- Pagina -
Al Forte di Santa Tecla la rievocazione storica dell’assedio di Genova del 1800


Appuntamento il 13 e 14 maggio. Accesso gratuito, ma bisogna prenotare. Ecco come


Il 13 e 14 maggio al Forte di Santa Tecla, grazie alla stretta collaborazione tra Rete forte Santa Tecla, Comune di Genova e Municipio Bassa Valbisagno per la prima volta nella nostra città si svolgerà una rievocazione dell’Assedio del 1800: più di 50 rievocatori, un pezzo di artiglieria, ambienti dell’epoca ricostruiti.
Ingresso gratuito, obbligatoria la prenotazione, vai su www.retefortesantatecla.it


L’assedio di Genova, svoltosi fra il 6 aprile e il 4 giugno 1800, ha visto contrapporsi la Prima repubblica francese e la Seconda coalizione per la difesa della città ligure.

- Istruzioni esercizio -
A. Secondo la pagina sulla rievocazione al Forte di Santa Tecla, in quale periodo si svolse l'assedio di Genova del 1800?
B. Prosegui il testo sulla rievocazione dell'assedio di Genova al Forte di Santa Tecla, partendo dopo la sua ultima frase.
L'elenco non ha alcun ruolo in questo lavoro.

- Elenco dati -
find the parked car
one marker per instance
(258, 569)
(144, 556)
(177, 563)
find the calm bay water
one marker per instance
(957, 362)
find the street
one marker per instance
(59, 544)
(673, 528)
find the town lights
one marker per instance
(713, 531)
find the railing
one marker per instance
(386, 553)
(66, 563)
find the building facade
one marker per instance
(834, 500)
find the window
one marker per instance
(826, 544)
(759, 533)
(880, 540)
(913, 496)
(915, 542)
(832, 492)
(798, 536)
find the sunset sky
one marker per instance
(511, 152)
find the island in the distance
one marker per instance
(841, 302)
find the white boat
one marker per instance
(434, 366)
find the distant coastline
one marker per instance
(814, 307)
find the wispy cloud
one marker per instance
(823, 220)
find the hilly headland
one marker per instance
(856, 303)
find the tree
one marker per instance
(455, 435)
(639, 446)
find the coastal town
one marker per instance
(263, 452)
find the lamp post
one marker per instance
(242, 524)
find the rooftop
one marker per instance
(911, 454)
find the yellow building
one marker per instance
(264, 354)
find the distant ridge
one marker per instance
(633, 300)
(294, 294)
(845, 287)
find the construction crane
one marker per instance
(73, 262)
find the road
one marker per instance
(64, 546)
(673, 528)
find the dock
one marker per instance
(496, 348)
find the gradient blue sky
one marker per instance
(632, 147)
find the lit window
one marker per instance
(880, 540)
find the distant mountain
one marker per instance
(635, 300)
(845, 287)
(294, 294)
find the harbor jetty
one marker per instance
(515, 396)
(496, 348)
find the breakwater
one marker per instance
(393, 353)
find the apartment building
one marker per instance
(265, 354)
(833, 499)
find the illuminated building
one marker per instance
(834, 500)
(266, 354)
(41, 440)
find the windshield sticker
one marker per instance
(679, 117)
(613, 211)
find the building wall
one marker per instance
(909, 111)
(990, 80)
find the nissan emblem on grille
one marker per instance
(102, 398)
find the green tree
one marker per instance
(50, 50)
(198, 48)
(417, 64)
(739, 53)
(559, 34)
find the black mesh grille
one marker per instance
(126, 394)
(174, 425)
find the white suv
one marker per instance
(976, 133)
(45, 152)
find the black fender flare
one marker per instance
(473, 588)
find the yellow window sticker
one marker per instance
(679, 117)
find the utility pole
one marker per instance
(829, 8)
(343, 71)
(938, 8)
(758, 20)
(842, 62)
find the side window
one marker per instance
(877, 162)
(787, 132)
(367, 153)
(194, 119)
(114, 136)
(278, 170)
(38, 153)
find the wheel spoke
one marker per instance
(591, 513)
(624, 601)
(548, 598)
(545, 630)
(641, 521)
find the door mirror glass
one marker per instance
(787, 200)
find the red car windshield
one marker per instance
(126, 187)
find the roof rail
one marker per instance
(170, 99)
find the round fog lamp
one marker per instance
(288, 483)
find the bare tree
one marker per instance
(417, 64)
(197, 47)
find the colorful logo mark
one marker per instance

- Risposte attese -
A. Fra il 6 aprile e il 4 giugno 1800.

B.
In Italia, dopo la lunga serie di sconfitte subita dai francesi nell’estate del 1799 quest’ultimi ripararono dietro l’appennino ligure, abbandonando quindi zone come la Lombardia e il Piemonte.
Il Primo Console Napoleone Bonaparte affidò il comando delle forze (circa 40 000 soldati) al generale Massena.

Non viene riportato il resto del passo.